◆ LIST OF TASKS ◆
[a] Decide whether each statement below agrees with the court opinion excerpt. Answer yes or no for each, and quote the deciding words of the excerpt. (i) The board's resolution authorized the president of the White City Co. to borrow $15,000. (ii) The court accepted that parol evidence could show the appellees signed the notes as sureties. (iii) The notes were payable at the office of First National Bank of Louisville.
[b] According to the court opinion excerpt, which section is to be read in connection with section 63?
[c] Write the next part of the court opinion excerpt below, starting from where it stops.

◆ DOCUMENT TEXT ◆
START

The reason for this rule of practice is obvious and has often been referred to in the opinions of this court. If a party in the circuit court could, by failing to make objections or save exceptions, thus lull his adversary into security, and also deprive the trial court of an opportunity to correct errors to which its attention was called, and avail himself of the objection for the first time in this court, he would be permitted to place his adversary at a great disadvantage as well as materially obstruct the speedy disposal of cases.

For this, as well as other reasons that we might suggest, the uniform practice is not to allow a party to make for the first time in this court an objection that Ishould have been made in the trial court. As illustrative cases on this subject we refer to Branson v. Commonwealth, 92 Ky., 330; Louisville & Nashville R. R. Co. v. Graves, 78 Ky., 74; Loving v. Warren County, 14 Bush, 316; Buckles v. Commonwealth, 113 Ky., 795. But in the cases before us we think the court properly refused to set aside the orders of dismissal because the reasons for asking that it be done, which appear in a resolution adopted by the directors of the White City Co., and an amended pleading tendered with the motion to set aside the order, did not make any substantial change in the issues as presented in the 143 Ky., case.

For the purpose of showing this, we will now consider more in detail the things that it is said distinguish these cases from the 143 Ky. case. It is first insisted that a resolution adopted by the board of directors of the White City Co., on the faith of which the three notes were executed to the bank, was not relied on or made a part of the record in the 143 Ky. case, and the argument is made that this resolution estops the appellees from making the defense that they were only endorsers of the paper and not sureties. The resolution reads: "Be it resolved by the board of directors of the White City Co. that the president of the White City Co. be authorized to borrow $15,000, and that the board of directors of the White City Co. sign the note for security of

the money and pledge the first receipts of the White City Co. to liquidate this deal."

The pertinent part of each of the notes executed to the bank, reads as follows: "We promise to pay to the order of First National Bank, Louisville, Ky., $.

value received, negotiable and payable at the office of First National Bank of Louisville, Ky., and hereby pledge as security therefor, and as security for any other debt or liability we may now or hereafter owe or be under to said bank the receipts of the White City Co., as per resolution herewith attached."

In the 143 Ky. case the bank charged in its petition that the appellees signed the notes as sureties and not as endorsers, and therefore were not entitled to notice of the dishonor of the paper; and it was further contended that the fact that they did sign as sureties might be shown by parol evidence. But in rejecting this view, we said that under the Negotiable Instrument Act "A person who places his signature upon an instrument other than as maker, drawer or acceptor is deemed to be an endorser, unless he clearly indicate by proper words in the endorsement his intention to be bound in some other capacity." Section 63 is to be read in connection with section 31, which is as follows:

"The endorsement must be written on the instrument or upon a paper attached thereto. The signature of the endorser, without additional words, is a sufficient endorsement.

"The purpose of the statute is to exclude parol evidence and to make the written instrument control the rights of the parties. The statute fixing the legal effect of the instrument, parol evidence may not be received to give it a different effect."

END

◆ DATA ENTRIES ◆
START

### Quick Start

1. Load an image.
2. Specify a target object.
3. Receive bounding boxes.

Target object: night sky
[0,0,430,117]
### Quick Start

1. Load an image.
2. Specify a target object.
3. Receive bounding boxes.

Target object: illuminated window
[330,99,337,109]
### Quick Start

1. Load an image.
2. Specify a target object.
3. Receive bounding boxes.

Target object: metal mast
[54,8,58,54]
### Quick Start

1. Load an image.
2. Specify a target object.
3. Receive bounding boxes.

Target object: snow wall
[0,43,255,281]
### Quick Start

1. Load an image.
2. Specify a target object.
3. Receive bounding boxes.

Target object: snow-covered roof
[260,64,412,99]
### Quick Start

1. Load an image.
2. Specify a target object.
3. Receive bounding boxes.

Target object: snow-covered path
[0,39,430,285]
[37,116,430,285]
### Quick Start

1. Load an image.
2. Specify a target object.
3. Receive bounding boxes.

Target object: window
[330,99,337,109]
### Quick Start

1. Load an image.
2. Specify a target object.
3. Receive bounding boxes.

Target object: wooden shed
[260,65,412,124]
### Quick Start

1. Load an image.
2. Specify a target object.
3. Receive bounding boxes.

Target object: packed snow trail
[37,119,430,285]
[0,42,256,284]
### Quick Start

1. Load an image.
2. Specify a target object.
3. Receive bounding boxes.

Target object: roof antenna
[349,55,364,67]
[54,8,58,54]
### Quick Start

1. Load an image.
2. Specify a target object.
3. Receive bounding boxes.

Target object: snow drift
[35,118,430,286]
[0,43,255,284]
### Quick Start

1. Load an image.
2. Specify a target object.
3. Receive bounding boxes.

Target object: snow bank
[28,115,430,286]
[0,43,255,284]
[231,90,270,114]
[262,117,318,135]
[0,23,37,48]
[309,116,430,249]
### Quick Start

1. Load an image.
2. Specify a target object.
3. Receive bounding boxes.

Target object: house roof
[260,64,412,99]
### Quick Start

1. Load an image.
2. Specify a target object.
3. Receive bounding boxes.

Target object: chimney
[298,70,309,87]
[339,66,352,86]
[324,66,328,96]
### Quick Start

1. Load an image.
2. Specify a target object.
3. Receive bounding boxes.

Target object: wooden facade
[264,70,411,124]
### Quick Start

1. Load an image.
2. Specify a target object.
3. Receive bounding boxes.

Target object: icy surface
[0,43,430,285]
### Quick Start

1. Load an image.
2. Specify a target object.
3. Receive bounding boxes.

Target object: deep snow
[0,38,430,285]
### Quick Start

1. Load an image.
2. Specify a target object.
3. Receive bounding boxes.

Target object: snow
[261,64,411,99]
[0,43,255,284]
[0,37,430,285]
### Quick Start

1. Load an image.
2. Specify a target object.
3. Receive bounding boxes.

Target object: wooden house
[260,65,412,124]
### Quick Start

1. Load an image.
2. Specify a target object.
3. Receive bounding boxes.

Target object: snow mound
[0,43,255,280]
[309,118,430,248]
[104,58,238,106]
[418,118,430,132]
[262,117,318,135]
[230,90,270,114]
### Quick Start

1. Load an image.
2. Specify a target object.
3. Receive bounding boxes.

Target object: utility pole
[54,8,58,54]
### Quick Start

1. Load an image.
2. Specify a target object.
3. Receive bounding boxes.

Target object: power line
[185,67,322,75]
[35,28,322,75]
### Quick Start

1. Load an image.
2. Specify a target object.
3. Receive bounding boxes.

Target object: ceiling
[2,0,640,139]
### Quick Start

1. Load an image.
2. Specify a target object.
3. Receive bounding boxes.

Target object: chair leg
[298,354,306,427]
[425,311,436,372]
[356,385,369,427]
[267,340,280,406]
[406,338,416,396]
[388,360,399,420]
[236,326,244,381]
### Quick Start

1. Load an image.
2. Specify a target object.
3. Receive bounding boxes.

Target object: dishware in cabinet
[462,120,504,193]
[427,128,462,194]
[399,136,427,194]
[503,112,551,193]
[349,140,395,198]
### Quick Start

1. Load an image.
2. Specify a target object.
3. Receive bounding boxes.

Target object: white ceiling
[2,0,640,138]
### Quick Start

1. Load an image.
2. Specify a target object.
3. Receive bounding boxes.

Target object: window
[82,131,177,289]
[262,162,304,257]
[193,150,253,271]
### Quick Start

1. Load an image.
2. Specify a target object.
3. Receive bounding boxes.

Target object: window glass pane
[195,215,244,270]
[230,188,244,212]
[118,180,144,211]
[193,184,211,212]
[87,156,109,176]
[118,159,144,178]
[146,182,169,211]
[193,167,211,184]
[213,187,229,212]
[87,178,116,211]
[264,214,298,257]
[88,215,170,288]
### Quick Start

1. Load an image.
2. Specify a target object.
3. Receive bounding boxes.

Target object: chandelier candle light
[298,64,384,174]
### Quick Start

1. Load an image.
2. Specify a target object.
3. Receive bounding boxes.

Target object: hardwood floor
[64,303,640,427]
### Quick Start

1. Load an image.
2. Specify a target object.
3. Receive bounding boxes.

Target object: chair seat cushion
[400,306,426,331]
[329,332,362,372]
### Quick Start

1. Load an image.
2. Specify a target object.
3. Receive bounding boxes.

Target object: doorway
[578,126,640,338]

END

◆ IN RESPONSE ◆
[a]
(i) Yes: "that the president of the White City Co. be authorized to borrow $15,000"
(ii) No: "parol evidence may not be received to give it a different effect."
(iii) Yes: "payable at the office of First National Bank of Louisville, Ky."

[b] Section 31.

[c]
In short, the ruling of the court in that case was that a person who places his name upon paper other than as maker, drawer or acceptor, is deemed to be an endorser unless he indicates by proper words in the endorsement his intention to be bound in some other capacity, or his intention to be bound in some other capacity than as endorser appears on the paper in connection with and as a part of the endorsement.

It is true the resolution adopted by the board of directors was made a part of the paper executed to the bank, or rather, as appears from the paper, was attached thereto. But neither the resolution nor the note contain any words indicating an intention on the part of the

signers of the papers to be bound in any other capacity than as endorses. If the resolution should be considered in connection with and as a part of the endorsement, it does not show a purpose on the part of the persons who signed the paper to become bound in any other capacity than as endorsers. The resolution simply recites that the board of directors of the White City Co. will "sign the note for security of the money," without in any manner indicating whether they would sign the note as makers, drawers, acceptors, sureties or endorsers, and that the directors will pledge the receipts of the White City Co. to liquidate the notes, and the notes recite that the signers have pledged the receipts of the White City Co. as security for their payment. Reading both of these papers together, they merely provide that the directors will sign the notes as security for the money advanced and pledge for their payment the receipts of the White City Co., and these conditions do not have the effect of showing that when the directors signed the notes as endorsers they intended to become liable as sureties. There are no words either in the resolution or in the notes indicating a purpose on the part of the signers of the notes to become bound otherwise than as endorsers, and so the opinion in 143 Ky. is controlling on the question that the signers of this paper should be treated as endorsers.

It is further argued for the bank that as the appellee Bickel was a director in and president of the White City Co., and vice-president of the bank, and had actual knowledge the day before the notes matured that they would mature on the next day, and that the White City Co. had no funds with which to pay them, it was his duty as an officer of the bank to see to it that notice of the dishonor of the paper was given to the parties entitled to notice, and that his failure to do this estops him from denying his liability on the paper.

We do not know of any authority, and have not been referred to any by counsel fc appellant, holding that the vice-president of a bank is, by virtue of his office alone, charged with the duty of seeing that notice of the dishonor of paper is given to the person entitled thereto or liable in any manner if he fails to do so. Of course the vice-president of a bank or the president or any director, or indeed any other officer or employe might be charged by resolution of the bank or by its habit and custom of dealing with the duty of protesting paper

or giving notice of its dishonor, but there is no showing in these cases that Bickel had ever been. authorized by the bank to do these things or that there was any custom of the bank under which he did or should do them; and the vice-president of a bank, simply because he is vice-president, is under no duty to attend to these matters and is not to be held liable for his failure to do so. A state of case also might arise in which the vice-president or other officer of the bank might be held liable for the failure to give notice, as when it was shown that the officer sought to be charged with liability was guilty of fraud or it was shown that he in some manner actively prevented the giving of notice, but we have no such state of case here. It is usual and customary for the cashier of the bank to look after matters of this kind, and in the absence of any showing that it was not the custom of the cashier of the first National Bank to attend to the protesting of paper and the giving of notice of dishonor, we must presume that it was the duty of the cashier to have discharged this duty in respect to these notes.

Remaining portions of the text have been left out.